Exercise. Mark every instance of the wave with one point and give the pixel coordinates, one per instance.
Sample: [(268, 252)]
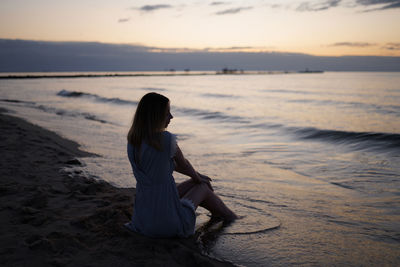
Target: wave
[(381, 109), (359, 140), (213, 115), (119, 101), (219, 96), (153, 89), (62, 112)]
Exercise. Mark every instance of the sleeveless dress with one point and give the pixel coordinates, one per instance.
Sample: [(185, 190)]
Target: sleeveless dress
[(158, 210)]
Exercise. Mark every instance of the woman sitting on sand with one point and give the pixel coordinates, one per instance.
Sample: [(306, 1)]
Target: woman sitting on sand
[(162, 208)]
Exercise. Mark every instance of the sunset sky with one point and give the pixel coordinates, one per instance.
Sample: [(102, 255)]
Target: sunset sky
[(327, 27)]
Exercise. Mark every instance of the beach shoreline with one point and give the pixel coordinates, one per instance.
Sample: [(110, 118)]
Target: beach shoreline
[(50, 217)]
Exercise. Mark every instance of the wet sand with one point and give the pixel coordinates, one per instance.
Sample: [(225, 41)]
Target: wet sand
[(49, 218)]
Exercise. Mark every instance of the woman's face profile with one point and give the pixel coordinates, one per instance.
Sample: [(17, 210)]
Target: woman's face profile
[(168, 116)]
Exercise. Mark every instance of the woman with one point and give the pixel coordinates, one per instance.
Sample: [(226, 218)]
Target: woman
[(163, 209)]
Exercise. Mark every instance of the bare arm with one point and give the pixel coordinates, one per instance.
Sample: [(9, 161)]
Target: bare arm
[(182, 165)]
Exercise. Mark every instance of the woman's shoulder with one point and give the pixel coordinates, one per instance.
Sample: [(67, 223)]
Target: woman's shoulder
[(169, 134)]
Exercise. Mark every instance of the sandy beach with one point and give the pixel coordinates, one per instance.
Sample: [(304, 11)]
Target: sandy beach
[(49, 218)]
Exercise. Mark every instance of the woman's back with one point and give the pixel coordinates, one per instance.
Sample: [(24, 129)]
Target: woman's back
[(158, 210)]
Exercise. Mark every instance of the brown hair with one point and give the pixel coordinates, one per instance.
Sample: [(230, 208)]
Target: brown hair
[(148, 122)]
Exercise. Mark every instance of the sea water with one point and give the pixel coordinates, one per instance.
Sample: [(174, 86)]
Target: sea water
[(311, 161)]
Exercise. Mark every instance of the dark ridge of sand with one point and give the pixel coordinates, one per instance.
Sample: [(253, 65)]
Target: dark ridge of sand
[(48, 218)]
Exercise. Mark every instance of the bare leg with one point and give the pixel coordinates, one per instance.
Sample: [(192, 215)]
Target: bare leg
[(184, 187), (201, 195)]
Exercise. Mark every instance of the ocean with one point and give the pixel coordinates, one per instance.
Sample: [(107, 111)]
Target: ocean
[(311, 161)]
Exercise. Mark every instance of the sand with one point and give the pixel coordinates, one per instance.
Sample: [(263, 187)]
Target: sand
[(49, 218)]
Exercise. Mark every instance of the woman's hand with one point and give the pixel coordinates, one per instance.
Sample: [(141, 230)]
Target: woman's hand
[(207, 180)]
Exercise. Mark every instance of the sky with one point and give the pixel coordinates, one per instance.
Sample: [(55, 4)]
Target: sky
[(320, 27)]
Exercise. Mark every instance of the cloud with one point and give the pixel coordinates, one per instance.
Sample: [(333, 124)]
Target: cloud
[(317, 6), (219, 3), (353, 44), (150, 8), (25, 56), (383, 4), (124, 20), (392, 46), (232, 10)]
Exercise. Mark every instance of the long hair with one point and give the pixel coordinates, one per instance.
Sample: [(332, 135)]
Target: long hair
[(148, 122)]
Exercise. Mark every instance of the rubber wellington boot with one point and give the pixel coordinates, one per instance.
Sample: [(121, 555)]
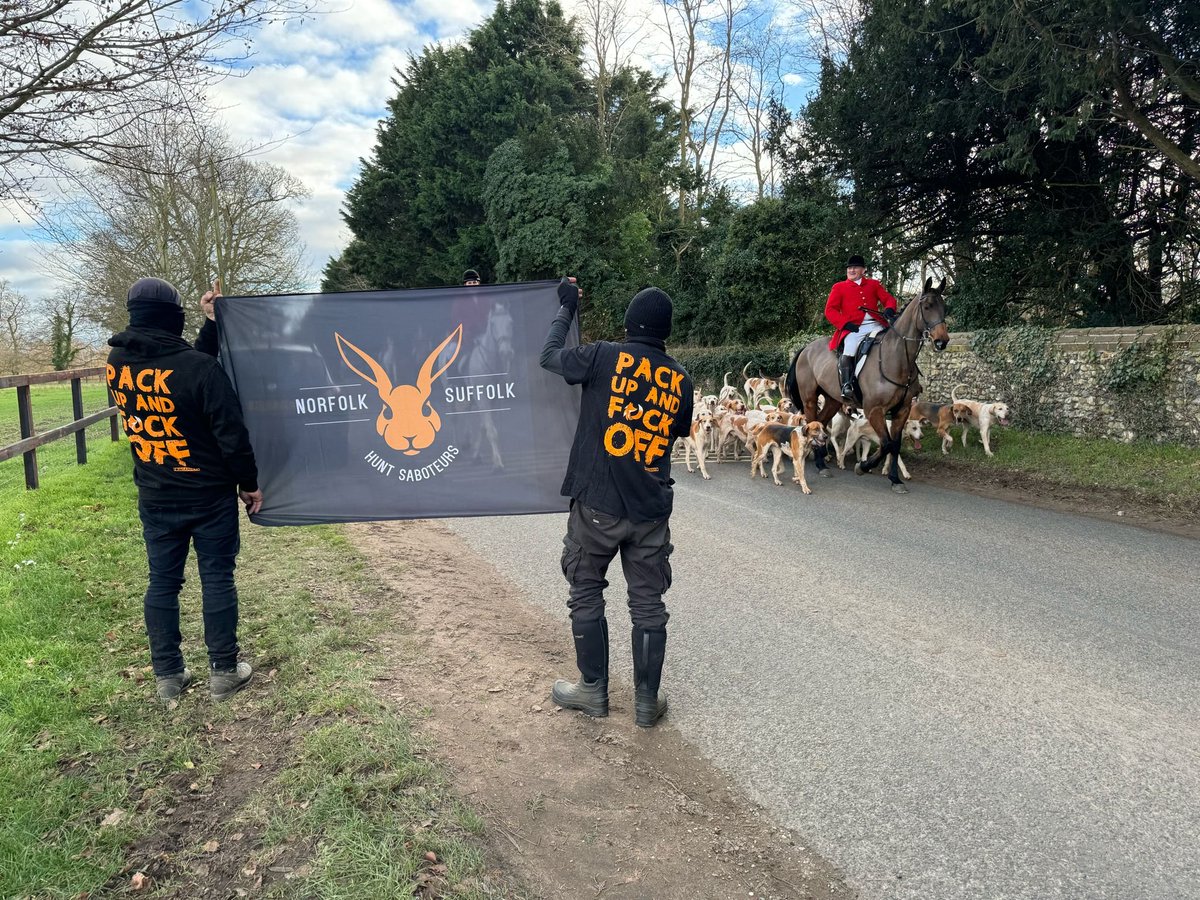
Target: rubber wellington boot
[(589, 695), (649, 700)]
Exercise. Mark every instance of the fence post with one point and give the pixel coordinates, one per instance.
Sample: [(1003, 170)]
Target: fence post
[(25, 412), (77, 409)]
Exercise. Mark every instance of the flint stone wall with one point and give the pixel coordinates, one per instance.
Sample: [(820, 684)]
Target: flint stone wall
[(1069, 395)]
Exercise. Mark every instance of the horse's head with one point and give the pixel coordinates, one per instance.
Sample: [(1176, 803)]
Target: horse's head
[(929, 316), (499, 331)]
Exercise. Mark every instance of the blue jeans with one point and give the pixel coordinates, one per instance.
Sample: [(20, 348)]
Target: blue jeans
[(168, 531)]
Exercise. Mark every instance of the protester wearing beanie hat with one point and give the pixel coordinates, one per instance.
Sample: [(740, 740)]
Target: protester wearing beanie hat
[(154, 303), (192, 460), (649, 315), (636, 402)]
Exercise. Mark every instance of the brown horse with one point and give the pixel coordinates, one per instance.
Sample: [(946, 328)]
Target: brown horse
[(888, 382)]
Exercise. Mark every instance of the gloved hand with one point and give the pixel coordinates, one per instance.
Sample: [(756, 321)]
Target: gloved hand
[(569, 294)]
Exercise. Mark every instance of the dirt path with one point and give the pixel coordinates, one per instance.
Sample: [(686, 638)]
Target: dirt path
[(576, 808)]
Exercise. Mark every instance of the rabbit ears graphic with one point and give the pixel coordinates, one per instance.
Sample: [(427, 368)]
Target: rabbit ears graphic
[(408, 421)]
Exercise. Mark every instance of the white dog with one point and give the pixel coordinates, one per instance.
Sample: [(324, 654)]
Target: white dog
[(862, 436), (976, 413)]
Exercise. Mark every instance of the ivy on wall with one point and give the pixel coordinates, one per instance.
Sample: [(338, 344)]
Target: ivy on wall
[(1026, 364), (1135, 378)]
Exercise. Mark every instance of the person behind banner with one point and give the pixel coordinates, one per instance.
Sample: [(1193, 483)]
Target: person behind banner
[(192, 460), (858, 307), (471, 309), (636, 402)]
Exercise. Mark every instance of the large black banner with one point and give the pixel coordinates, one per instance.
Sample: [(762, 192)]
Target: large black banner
[(401, 403)]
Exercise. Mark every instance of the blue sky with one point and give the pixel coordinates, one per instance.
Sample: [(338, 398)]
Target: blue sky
[(312, 97)]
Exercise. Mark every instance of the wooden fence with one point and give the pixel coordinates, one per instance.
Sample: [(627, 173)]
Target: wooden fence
[(30, 441)]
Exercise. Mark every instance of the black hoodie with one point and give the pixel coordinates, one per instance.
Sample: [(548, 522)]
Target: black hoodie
[(183, 418)]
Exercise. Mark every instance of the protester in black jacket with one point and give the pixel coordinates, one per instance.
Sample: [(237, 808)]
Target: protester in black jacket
[(192, 460), (636, 402)]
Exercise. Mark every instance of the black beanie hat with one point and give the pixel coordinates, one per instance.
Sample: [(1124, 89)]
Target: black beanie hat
[(154, 303), (155, 289), (649, 315)]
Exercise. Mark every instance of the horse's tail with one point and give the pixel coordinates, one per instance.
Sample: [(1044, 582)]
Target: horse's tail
[(793, 388)]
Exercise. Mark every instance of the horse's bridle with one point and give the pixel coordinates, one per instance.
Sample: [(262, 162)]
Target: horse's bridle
[(924, 334)]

任务说明.
能否更新上面的全部数据，把每一处“pixel coordinates”都改成“image coordinates”，其余内容一字不动？输出时请略去图片。

完成结果.
Exercise. Mark every instance of the wave with one point and give the image coordinates, one per instance.
Sample: [(268, 252)]
Target: wave
[(381, 109), (359, 140), (213, 115), (119, 101), (219, 96), (153, 89), (62, 112)]
Exercise. Mark every instance of the sleeveless dress with one point and give the image coordinates, one per instance.
Sample: [(185, 190)]
Target: sleeveless dress
[(158, 210)]
Exercise. Mark every instance of the woman sitting on sand with one point and give the image coordinates, one per instance.
Sample: [(306, 1)]
Target: woman sitting on sand
[(162, 208)]
Exercise. Mark every instance of the sunset sky with one point and give the image coordinates, one per instance.
Sample: [(102, 255)]
Target: sunset sky
[(327, 27)]
Exercise. Mark every instance of the beach shoreline with one point and give the image coordinates, one per instance.
Sample: [(110, 118)]
Target: beach shoreline
[(50, 217)]
Exercise. Mark every instance of the wet sand with one point and give the image coordinates, one per instance.
Sample: [(225, 41)]
Target: wet sand
[(49, 218)]
Exercise. Mark every instance of the woman's face profile with one point and give the image coordinates, one per instance.
Sample: [(17, 210)]
Target: woman's face profile
[(168, 116)]
Exercise. Mark every instance of the woman with one point and give the image coordinates, one per instance.
Sample: [(226, 218)]
Target: woman
[(163, 209)]
Exercise. Mark every instance of the bare arm with one point and give the image coordinates, one per instance.
Sample: [(9, 161)]
Target: bare arm
[(182, 165)]
Exercise. Mark every instance of the woman's shoulder with one point and give the image coordinates, one per instance.
Sample: [(67, 223)]
Target: woman's shoulder
[(169, 134)]
Exercise. Mark every instance of the sandy beach with one point and give the image coordinates, one per instance.
Sample: [(304, 11)]
Target: sandy beach
[(49, 218)]
Exercise. Mark every instance of the woman's back with one point and give the image coordinates, one per instance.
Sample: [(24, 129)]
Target: woman's back
[(158, 210)]
Exercise. Mark every instance of the brown hair with one point and give the image coordinates, one per instance.
Sample: [(230, 208)]
Target: brown hair
[(148, 122)]
Exercise. Mark every instance of the sea water with one point and give the image coordinates, one per instance.
Sample: [(174, 86)]
Target: sea water
[(311, 161)]
Exercise. Mark every instance of the dark ridge of sand with one point and give the image coordinates, one per instance.
Sample: [(253, 65)]
Target: dark ridge of sand
[(48, 218)]
Exercise. Mark every instance of the bare leg with one point and give the image coordinates, one per instance.
Sample: [(192, 215)]
Target: bare leg
[(184, 187), (201, 195)]
Exercise. Mark every instance of the ocean with one point and give the image coordinates, one per instance.
Sample: [(107, 111)]
Target: ocean
[(311, 161)]
Exercise. Mark every instance of the sand with one point and give the image coordinates, one per instance.
Sample: [(263, 187)]
Target: sand
[(49, 218)]
Exercise. Mark every instance of the woman's hand with one point and give the image coordinates, one per instance.
Sample: [(141, 230)]
Target: woman's hand
[(207, 180)]
Exercise. Mark every instance of the sky with one point and give the image coordinates, one per instance.
Sample: [(55, 4)]
Target: sky
[(320, 27)]
Exercise. Mark every instance of the cloud with one point and give the image coordinates, one per instance.
Sample: [(333, 124)]
Target: cloud
[(317, 6), (219, 3), (353, 44), (150, 8), (25, 56), (383, 4), (124, 20), (392, 46), (232, 10)]
Exercise. Mark every instance of the long hair with one point and give the image coordinates, one per instance.
Sample: [(332, 135)]
Target: long hair
[(148, 122)]
Exercise. Mark every instance of the rubber wellington boot with one point and give the image coordinates, one per instance.
Sample: [(121, 555)]
Target: rubber wellington boot
[(589, 695), (649, 700)]
Exercise. Mark every instance of the fence post with one point and give the image coordinates, one per instance.
Sample: [(1003, 170)]
Target: fence post
[(25, 412), (77, 409)]
Exercise. Mark every instance of the flint stone wall with one point and give the image coordinates, one per instance.
Sample: [(820, 684)]
Target: flint stone wall
[(1069, 395)]
Exercise. Mark every instance of the horse's head with one point and give the image coordinates, one per instance.
Sample: [(1176, 803)]
Target: horse's head
[(929, 316), (499, 331)]
Exercise. Mark every instance of the blue jeans with one point and give the image coordinates, one per instance.
Sample: [(20, 348)]
Target: blue jeans
[(168, 531)]
Exercise. Mark every instance of the protester wearing beanie hat with one point and give the image coordinates, one per instance.
Sample: [(740, 740)]
Target: protester wearing beanie hat
[(154, 303), (192, 460), (649, 315), (636, 402)]
Exercise. Mark every instance of the brown horse with one point and give the image coordinates, one per instance.
Sample: [(946, 328)]
Target: brown horse
[(888, 382)]
Exercise. Mark every instance of the gloved hand with one point and give the image coordinates, one per instance.
Sample: [(756, 321)]
Target: gloved hand
[(569, 294)]
Exercise. Mark every instance of the dirt path with one point and give the image coordinates, one per instance.
Sample: [(686, 638)]
Target: dirt path
[(576, 808)]
Exercise. Mark every instance of the rabbit ears graphic with one point and give the image coordinates, one per instance.
Sample: [(427, 368)]
Target: rabbit ears graphic
[(408, 421)]
Exercise. Mark every instance of the white dog with one point and give the image coordinates, one per instance.
Sample: [(324, 654)]
Target: white dog
[(862, 436), (976, 413)]
Exercise. Mark every instance of the ivy on wall with one point and give the image coordinates, one per instance.
Sample: [(338, 344)]
Target: ivy on wall
[(1026, 364), (1135, 378)]
Exercise. Mark every instance of the person behind banner with one point and give the image coordinates, one per instance.
Sample: [(1193, 483)]
Target: person behind banner
[(192, 460), (858, 307), (471, 309), (636, 402)]
Exercise. Mark every instance of the large black banner with one point and give the image coordinates, one per instance.
Sample: [(762, 192)]
Target: large black banner
[(401, 403)]
Exercise. Mark every instance of the blue sky with one point and give the image coordinates, one per instance.
Sample: [(338, 398)]
Target: blue sky
[(312, 97)]
Exercise. Mark every instance of the wooden fence with one point and give the image coordinates, one per instance.
Sample: [(627, 173)]
Target: wooden fence
[(30, 441)]
Exercise. Mark every instance of the black hoodie with one point and give the image coordinates, one per instance.
Sample: [(548, 522)]
Target: black hoodie
[(183, 418)]
Exercise. Mark every instance of the protester in black jacket with one point and give the image coordinates, one per instance.
Sample: [(237, 808)]
Target: protester in black jacket
[(192, 460), (636, 402)]
Exercise. Mark every instance of the black beanie hat with one point and give the image coordinates, one per instance.
Sample: [(1124, 89)]
Target: black beanie hat
[(154, 303), (155, 289), (649, 315)]
Exercise. Mark every instance of the horse's tail with one point and give the image coordinates, one per instance.
Sample: [(1044, 582)]
Target: horse's tail
[(793, 388)]
Exercise. Mark every instance of the horse's bridle with one point and give the image coordinates, one per instance.
Sample: [(262, 162)]
Target: horse's bridle
[(924, 334)]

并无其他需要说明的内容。